**ЗАДАЧИ И ЗАДАНИЯ**
1/ Оформите в виде JSON-списка строк строки записей от строки с «Batch processing job — object class: white baseboard.» до строки с «120 0 393 59» включительно, по одной строке списка на каждую строку и без пустых строк.
2/ Продолжите текст о совместной работе с Уилером над теорией электродинамики, начав сразу после его последнего предложения.

А еще Уилер добавил:
– И потом, тут ведь возникнет задержка – ответная волна вернется чуть позже, – так что речь у вас идет просто об отраженном свете.
– О! Ну конечно, – ответил я.
– Хотя постойте-ка, – сказал он. – Предположим, что ответная реакция создается опережающей волной, идущей обратно во времени, так что она поспевает как раз в нужный момент. У нас воздействие изменялось обратно пропорционально квадрату расстояния, но допустим, что электронов существует великое множество, что они заполняют все пространство и что число их как раз квадрату расстояния и пропорционально. В таком случае все может компенсироваться.
В итоге мы выяснили, что дело это вполне возможное. Результаты у нас вышли хорошие, все в них сходилось один к одному. Получилась вполне правдоподобная классическая теория, пусть и не похожая на стандартную максвелловскую или стандартную теорию Лоренца. Хорошая изобретательная теория, в которой не было никаких осложнений с бесконечностью самодействия. Она описывала воздействия и задержки обратных воздействий, распространяющиеся вперед и назад во времени, – мы назвали это «полуопережающими и полузапаздывающими потенциалами».
Далее мы с Уилером надумали обратиться к квантовой электродинамике, в которой также имелись (как я полагал) трудности с самодействием электрона. Нам представлялось, что если мы смогли избавиться от этих трудностей в классической теории, то сумеем справиться и с квантовой, сделав ее менее противоречивой.

**ИСХОДНЫЕ ДАННЫЕ**
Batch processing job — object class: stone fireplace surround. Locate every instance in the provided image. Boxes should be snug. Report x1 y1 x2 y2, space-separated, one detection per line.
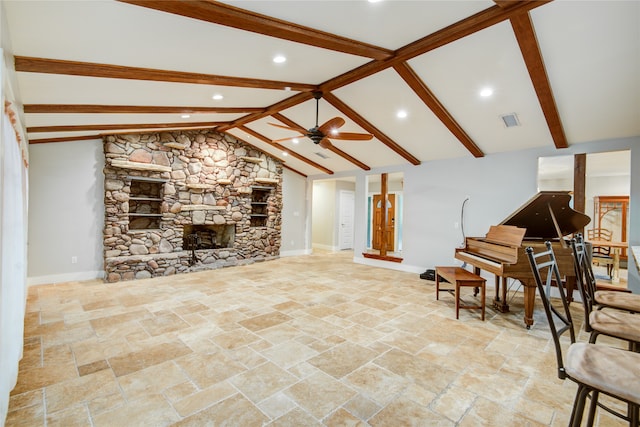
103 130 282 282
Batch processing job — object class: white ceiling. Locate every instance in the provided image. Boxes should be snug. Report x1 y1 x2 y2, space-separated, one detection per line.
2 0 640 175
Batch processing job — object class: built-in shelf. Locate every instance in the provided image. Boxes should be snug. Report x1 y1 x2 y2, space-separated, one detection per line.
255 178 278 184
249 186 273 227
180 205 227 212
129 196 162 202
111 159 171 172
187 184 215 190
240 156 264 163
127 176 166 230
164 142 187 150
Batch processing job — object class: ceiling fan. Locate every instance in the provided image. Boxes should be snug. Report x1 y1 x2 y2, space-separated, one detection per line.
269 92 373 148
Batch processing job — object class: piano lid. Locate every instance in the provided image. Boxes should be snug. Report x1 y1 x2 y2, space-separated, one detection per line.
500 191 591 239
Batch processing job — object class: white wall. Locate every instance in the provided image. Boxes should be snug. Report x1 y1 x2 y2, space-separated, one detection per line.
28 140 104 285
280 169 311 256
311 181 337 250
29 137 640 293
310 137 640 293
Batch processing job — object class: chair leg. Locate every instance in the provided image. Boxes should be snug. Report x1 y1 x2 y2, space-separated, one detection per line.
587 390 600 426
569 384 589 427
628 405 640 427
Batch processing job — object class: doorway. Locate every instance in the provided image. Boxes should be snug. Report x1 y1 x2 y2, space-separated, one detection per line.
371 194 396 252
338 190 355 251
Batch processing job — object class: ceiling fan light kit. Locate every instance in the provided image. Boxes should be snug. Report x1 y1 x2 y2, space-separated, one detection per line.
269 91 373 148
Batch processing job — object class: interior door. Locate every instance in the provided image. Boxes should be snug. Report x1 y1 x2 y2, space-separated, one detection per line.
338 190 355 250
371 194 396 252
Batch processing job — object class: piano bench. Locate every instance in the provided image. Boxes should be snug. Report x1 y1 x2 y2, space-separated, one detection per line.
436 267 487 320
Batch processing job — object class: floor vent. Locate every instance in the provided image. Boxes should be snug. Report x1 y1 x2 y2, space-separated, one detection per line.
500 113 520 128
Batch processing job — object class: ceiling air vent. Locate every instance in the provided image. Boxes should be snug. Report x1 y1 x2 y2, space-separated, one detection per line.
500 113 520 128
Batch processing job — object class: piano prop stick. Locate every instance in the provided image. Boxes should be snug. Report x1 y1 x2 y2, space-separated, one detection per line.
455 191 591 329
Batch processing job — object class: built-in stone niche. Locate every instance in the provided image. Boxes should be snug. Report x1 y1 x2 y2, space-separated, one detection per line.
182 224 236 250
103 130 282 282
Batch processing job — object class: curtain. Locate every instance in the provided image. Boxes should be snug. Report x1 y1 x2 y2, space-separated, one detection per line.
0 102 28 425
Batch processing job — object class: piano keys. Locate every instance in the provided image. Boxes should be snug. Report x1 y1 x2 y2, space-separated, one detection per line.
455 191 591 329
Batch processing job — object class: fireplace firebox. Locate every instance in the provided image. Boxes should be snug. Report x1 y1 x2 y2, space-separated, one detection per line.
182 224 236 250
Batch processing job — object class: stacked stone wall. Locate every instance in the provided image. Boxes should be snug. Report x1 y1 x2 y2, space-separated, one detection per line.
103 130 282 282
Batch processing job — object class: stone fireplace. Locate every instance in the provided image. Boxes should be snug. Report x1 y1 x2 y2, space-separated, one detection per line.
103 130 282 282
182 225 236 250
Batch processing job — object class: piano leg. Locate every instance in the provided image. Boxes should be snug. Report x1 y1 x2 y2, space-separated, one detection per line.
493 276 509 313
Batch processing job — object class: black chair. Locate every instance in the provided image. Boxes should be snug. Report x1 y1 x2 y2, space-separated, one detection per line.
587 228 613 277
575 234 640 313
571 238 640 351
526 242 640 427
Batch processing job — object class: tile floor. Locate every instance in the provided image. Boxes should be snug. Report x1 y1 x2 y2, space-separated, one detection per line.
6 252 624 427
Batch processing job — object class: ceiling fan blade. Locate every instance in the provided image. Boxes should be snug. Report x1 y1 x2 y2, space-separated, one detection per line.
318 138 333 148
318 117 344 135
327 132 373 141
268 123 307 135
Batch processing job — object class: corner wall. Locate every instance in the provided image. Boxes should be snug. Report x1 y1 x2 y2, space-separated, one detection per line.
27 140 104 285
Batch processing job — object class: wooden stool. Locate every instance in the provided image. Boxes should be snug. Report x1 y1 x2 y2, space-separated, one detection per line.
436 267 487 320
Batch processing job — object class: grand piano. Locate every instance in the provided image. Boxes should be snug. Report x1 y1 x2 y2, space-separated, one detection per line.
455 191 591 329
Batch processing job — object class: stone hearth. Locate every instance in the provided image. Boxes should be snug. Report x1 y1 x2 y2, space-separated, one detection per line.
104 130 282 282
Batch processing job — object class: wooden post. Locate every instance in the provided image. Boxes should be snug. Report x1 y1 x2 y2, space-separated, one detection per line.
380 173 389 256
573 153 593 236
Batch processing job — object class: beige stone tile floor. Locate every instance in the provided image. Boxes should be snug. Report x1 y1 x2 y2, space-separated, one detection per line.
6 252 624 427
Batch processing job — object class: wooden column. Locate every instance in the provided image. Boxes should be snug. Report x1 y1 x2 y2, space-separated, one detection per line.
573 154 593 236
380 173 389 256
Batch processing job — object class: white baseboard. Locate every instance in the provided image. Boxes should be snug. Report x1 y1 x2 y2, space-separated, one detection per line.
27 270 104 286
280 249 311 257
312 243 340 252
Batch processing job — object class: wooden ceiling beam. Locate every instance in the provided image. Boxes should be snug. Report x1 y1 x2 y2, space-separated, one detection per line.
393 62 484 157
14 56 316 92
510 13 569 148
322 93 420 166
237 126 333 175
282 163 307 178
24 104 264 114
271 113 371 171
27 122 226 133
320 0 550 92
218 92 313 132
29 133 102 145
120 0 393 59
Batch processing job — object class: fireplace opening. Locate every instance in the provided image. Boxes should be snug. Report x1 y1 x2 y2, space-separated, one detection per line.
182 224 236 250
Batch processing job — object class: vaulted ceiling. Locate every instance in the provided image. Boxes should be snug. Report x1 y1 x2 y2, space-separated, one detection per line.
3 0 640 176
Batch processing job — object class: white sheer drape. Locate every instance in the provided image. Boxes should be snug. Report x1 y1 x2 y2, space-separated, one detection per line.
0 108 27 425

**ОТВЕТЫ ПО ЗАДАНИЯМ**
1/
[
  "Batch processing job — object class: white baseboard. Locate every instance in the provided image. Boxes should be snug. Report x1 y1 x2 y2, space-separated, one detection per line.",
  "27 270 104 286",
  "280 249 311 257",
  "312 243 340 252",
  "Batch processing job — object class: wooden ceiling beam. Locate every instance in the provided image. Boxes should be snug. Report x1 y1 x2 y2, space-separated, one detection per line.",
  "393 62 484 157",
  "14 56 316 92",
  "510 13 569 148",
  "322 93 420 166",
  "237 126 333 175",
  "282 163 307 178",
  "24 104 264 114",
  "271 113 371 171",
  "27 122 226 133",
  "320 0 550 92",
  "218 92 313 132",
  "29 133 102 145",
  "120 0 393 59"
]

2/
После того как мы разобрались с классической теорией, Уилер сказал мне:
– Фейнман, вы человек молодой, проведите-ка на эту тему семинар. Вам необходим опыт публичных выступлений. А я пока займусь квантовой теорией и после тоже проведу семинар.
Выступить с докладом мне предстояло впервые, и Уилер договорился с Юджином Вигнером о том, чтобы мое выступление включили в график семинаров.
За день или два до выступления я столкнулся в вестибюле с Вигнером.
– Фейнман, – сказал он, – по-моему, вы сделали с Уилером очень интересную работу, так что я пригласил на семинар Ресселла.
Генри Норрис Ресселл – знаменитый, величайший астроном того времени – собирался посетить мой доклад!
А Вигнер продолжал:
– Думаю, и профессору фон Нейману тоже будет интересно.
Джонни фон Нейман был величайшим из тогдашних математиков.
– А тут еще профессор Паули из Швейцарии приехал – ну, я и его пригласил.
Паули был известнейшим физиком, так что я уже успел пожелтеть от страха.
И наконец Вигнер сказал:
– Профессор Эйнштейн на наших еженедельных семинарах появляется редко, однако ваша работа так интересна, что я направил ему особое приглашение, – придет и он.
Наверное, к этому времени я был уже не желтым, а зеленым, потому что Вигнер прибавил:
– Нет-нет! Вы не волнуйтесь! Только должен вас предупредить: если профессор Ресселл заснет, а заснет он непременно, это вовсе не будет означать, что семинар плох, – он на всех семинарах засыпает. И еще, если профессор Паули будет все время кивать, словно соглашаясь с каждым вашим словом, не обращайте на это внимания. У профессора Паули параличное дрожание.
Я пошел к Уилеру, перечислил всех знаменитостей, перед которыми он заставил меня выступить с докладом, и сказал, что мне как-то не по себе.
– Да все нормально, – ответил он. – Не волнуйтесь. На вопросы буду отвечать я.
Итак, я подготовился к докладу, а когда пришел назначенный день, совершил ошибку, которую часто допускают не имеющие опыта выступлений молодые люди, – исписал всю доску уравнениями. Понимаете, молодой человек обычно не знает, что можно просто сказать: «Ну, вот это меняется обратно пропорционально тому, а это происходит вот так…» – потому что те, кто его слушают, все уже поняли и увидели. Он этого не знает, он полагается только на вычисления, вот и выписывает кучу уравнений.
Уравнения я выписывал на доску заблаговременно, и тут ко мне подошел Эйнштейн:
– Здравствуйте, я пришел на ваш семинар. Но сначала скажите, где тут можно чаю выпить?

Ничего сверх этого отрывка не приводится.